◆ **DO THIS**: Rewrite every row below as a numbered list, with no blank lines and no pictures.

◆ **PROVIDED ENTRIES**:
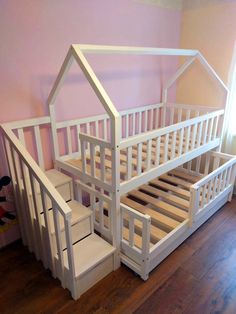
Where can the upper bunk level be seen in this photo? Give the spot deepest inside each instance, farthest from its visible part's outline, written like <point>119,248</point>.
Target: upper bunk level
<point>121,150</point>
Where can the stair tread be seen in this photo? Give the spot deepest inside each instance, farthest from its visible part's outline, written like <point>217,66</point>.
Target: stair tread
<point>88,253</point>
<point>79,213</point>
<point>57,178</point>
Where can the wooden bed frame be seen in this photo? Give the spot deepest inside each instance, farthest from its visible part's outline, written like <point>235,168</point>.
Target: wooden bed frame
<point>144,179</point>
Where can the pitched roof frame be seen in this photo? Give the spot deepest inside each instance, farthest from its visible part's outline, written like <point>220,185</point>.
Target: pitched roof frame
<point>76,53</point>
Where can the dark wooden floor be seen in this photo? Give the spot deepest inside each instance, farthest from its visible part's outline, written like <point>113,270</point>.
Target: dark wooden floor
<point>199,277</point>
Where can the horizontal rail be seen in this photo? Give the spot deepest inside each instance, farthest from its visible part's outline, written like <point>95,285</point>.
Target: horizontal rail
<point>94,140</point>
<point>192,107</point>
<point>95,118</point>
<point>214,173</point>
<point>134,140</point>
<point>135,50</point>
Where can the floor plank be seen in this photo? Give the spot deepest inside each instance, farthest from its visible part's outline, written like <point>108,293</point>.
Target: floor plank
<point>198,277</point>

◆ **FULL ANSWER**:
1. Where can the upper bunk level be seen in this photo? Give the spot deepest inside each instance, farthest from its visible part's outline, written like <point>119,248</point>.
2. Target: upper bunk level
3. <point>121,150</point>
4. Where can the stair tread be seen in this photo? Give the spot deepest inside each instance, farthest from its visible part's outline, written like <point>217,66</point>.
5. Target: stair tread
6. <point>88,253</point>
7. <point>79,213</point>
8. <point>57,178</point>
9. Where can the wooden bed frame be seen in this photo? Give the spot deepest inside each instance, farthest from its visible part's outline, written like <point>235,168</point>.
10. Target: wooden bed frame
11. <point>144,179</point>
12. Where can the pitched roof frame be seen in this photo? Give the spot deepest inside each instance, farthest from its visible part's outline, written like <point>220,185</point>.
13. Target: pitched roof frame
14. <point>76,53</point>
15. Where can the dark wooden floor be seen in this photo? Give the spot deepest inside each instance, farthest from its visible part's outline, written like <point>113,270</point>.
16. Target: dark wooden floor
17. <point>199,277</point>
18. Where can the horizontal rail be seen in this photo? Give the spot deepest inside each instance, farthest from its visible part's outline, written like <point>95,285</point>.
19. Target: horizontal rail
20. <point>94,140</point>
21. <point>192,107</point>
22. <point>95,118</point>
23. <point>214,173</point>
24. <point>134,140</point>
25. <point>135,50</point>
26. Where can the floor plank be seen in this photo? Give the spot deepest inside each instance, farthest from its visible part's outline, written like <point>108,293</point>.
27. Target: floor plank
28. <point>198,277</point>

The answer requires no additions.